DOCUMENT SEGMENT>
=== Begin Enclosure ===

By Roger Costa
At one point, the 14-year-old Cambodian boy turned slave in a Thai fishermen ship, stares at the immensity of the ocean around him, contemplating a chance for freedom, a way to better survive his miserable condition. He might also regret leaving his home, with the excuse he wasn’t getting paid for his father’s requesting jobs (“why did you have so many children?” he courageously confronted his patriarch). He wouldn’t have got trapped in a human trafficking, slavery operation taking place in the middle of the ocean, as an accurate portrait of what really occurs in these corrupt, lawless and impoverished parts of the world. His charismatic, determined personality attracts an allied from both sides: he becomes attached, and forms an unlikely father/son relationship with one of the slaved men among them, who shapes him through their suffering journey, and also captures admiration from one of the murderous captains in the ship, who decides to protect him and to turn him into one of his kind. Addressing children exploitation in a gripping atmosphere, powerfully performed and shockingly violent, Rodd Rathjen’s feature debut is an impressive, cutting-edge survivalist tale.
(Kino Marquee. 9/11. Film Forum’s Virtual Cinema.)

=== End Enclosure ===

DATASET ENTRIES>

=== Begin Enclosure ===

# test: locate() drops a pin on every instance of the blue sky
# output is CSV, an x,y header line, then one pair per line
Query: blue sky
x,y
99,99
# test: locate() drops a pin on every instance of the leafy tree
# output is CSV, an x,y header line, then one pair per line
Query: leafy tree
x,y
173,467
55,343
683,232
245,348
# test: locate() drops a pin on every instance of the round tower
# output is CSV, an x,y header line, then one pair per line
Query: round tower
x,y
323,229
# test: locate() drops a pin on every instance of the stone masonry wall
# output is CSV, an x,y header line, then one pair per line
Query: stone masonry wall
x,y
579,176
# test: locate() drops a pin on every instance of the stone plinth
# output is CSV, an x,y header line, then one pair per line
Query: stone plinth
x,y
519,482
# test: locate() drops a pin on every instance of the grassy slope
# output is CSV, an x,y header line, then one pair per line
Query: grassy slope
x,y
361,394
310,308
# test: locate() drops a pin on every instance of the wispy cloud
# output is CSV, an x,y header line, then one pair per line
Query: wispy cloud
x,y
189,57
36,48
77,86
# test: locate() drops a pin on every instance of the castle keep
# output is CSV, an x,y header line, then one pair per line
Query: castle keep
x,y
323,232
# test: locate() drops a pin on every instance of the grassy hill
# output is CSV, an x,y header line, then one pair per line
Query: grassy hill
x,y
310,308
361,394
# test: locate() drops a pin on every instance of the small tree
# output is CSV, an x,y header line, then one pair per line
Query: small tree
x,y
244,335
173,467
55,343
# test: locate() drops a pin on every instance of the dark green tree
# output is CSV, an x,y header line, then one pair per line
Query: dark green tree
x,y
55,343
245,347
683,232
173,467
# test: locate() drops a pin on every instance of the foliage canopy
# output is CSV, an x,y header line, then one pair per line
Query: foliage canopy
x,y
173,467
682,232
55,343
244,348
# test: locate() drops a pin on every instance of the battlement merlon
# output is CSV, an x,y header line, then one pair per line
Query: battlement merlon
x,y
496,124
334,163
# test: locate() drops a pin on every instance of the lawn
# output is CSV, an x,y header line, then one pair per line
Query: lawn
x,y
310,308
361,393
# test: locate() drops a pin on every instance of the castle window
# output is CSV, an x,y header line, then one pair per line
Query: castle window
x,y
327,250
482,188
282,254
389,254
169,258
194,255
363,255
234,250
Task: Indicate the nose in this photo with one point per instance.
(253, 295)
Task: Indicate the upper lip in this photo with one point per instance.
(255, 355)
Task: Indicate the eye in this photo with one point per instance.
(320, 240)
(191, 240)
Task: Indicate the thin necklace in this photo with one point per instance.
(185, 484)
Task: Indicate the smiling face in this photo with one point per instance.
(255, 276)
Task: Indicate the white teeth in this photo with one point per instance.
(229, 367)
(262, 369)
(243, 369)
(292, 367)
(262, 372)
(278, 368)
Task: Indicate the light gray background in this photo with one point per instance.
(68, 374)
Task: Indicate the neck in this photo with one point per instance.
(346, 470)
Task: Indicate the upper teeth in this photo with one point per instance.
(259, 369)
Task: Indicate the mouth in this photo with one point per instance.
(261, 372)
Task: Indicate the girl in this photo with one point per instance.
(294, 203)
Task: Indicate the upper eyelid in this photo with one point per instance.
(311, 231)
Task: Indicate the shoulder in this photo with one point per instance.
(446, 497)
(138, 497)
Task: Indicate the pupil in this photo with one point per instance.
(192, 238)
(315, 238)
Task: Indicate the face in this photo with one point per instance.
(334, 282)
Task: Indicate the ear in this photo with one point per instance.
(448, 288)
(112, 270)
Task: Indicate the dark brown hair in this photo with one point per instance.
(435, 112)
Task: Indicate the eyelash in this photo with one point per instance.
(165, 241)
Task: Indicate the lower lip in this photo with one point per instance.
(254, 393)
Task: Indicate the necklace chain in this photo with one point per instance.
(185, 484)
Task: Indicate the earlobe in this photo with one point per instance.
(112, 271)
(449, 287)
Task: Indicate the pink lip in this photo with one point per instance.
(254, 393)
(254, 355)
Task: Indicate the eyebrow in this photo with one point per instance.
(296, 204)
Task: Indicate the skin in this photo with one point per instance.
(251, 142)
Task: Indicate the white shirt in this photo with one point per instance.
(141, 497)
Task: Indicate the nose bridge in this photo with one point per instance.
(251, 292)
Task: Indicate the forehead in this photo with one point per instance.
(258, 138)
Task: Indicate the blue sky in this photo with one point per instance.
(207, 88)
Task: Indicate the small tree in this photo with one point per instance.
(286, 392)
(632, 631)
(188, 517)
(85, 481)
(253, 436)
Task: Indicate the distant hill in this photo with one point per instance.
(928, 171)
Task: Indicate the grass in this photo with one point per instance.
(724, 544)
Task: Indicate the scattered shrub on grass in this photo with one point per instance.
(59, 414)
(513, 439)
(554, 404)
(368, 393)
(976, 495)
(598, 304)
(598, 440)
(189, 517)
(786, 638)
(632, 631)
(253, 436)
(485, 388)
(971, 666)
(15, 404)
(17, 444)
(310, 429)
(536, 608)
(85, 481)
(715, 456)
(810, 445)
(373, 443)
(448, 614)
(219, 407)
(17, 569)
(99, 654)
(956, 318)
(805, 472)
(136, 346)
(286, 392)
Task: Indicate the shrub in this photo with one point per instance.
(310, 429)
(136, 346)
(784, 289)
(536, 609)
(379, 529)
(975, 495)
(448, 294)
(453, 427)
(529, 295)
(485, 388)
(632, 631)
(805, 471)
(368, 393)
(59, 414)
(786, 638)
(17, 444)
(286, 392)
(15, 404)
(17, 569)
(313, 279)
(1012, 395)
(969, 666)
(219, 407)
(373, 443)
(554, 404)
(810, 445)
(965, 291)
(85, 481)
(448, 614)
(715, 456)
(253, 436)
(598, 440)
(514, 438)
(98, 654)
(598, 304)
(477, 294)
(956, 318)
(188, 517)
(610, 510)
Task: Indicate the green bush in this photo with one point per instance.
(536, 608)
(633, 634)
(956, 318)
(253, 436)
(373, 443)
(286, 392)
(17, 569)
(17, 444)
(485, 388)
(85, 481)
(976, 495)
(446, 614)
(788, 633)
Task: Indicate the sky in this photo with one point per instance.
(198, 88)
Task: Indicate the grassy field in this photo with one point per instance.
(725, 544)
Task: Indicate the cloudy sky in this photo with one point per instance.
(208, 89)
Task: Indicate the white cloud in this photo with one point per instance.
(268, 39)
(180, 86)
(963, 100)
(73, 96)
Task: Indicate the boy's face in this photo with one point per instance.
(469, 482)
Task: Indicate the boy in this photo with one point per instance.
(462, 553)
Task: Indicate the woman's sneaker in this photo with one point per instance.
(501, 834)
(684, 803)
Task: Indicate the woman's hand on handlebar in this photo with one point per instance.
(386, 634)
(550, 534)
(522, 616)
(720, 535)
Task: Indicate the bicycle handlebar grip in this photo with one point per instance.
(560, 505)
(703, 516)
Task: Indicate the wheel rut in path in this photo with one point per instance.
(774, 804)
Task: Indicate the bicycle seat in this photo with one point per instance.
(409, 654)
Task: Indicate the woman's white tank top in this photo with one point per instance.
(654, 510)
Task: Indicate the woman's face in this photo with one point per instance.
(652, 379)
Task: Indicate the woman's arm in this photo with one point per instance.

=== End Enclosure ===

WHAT IS NEEDED> List every character from the film's story that the film review mentions. Rely on the film review alone for what follows.

OUTPUT OF THE EXERCISE>
- The 14-year-old Cambodian boy
- His father
- One of the slaved men, who forms a father/son bond with the boy
- One of the murderous captains in the ship, who decides to protect the boy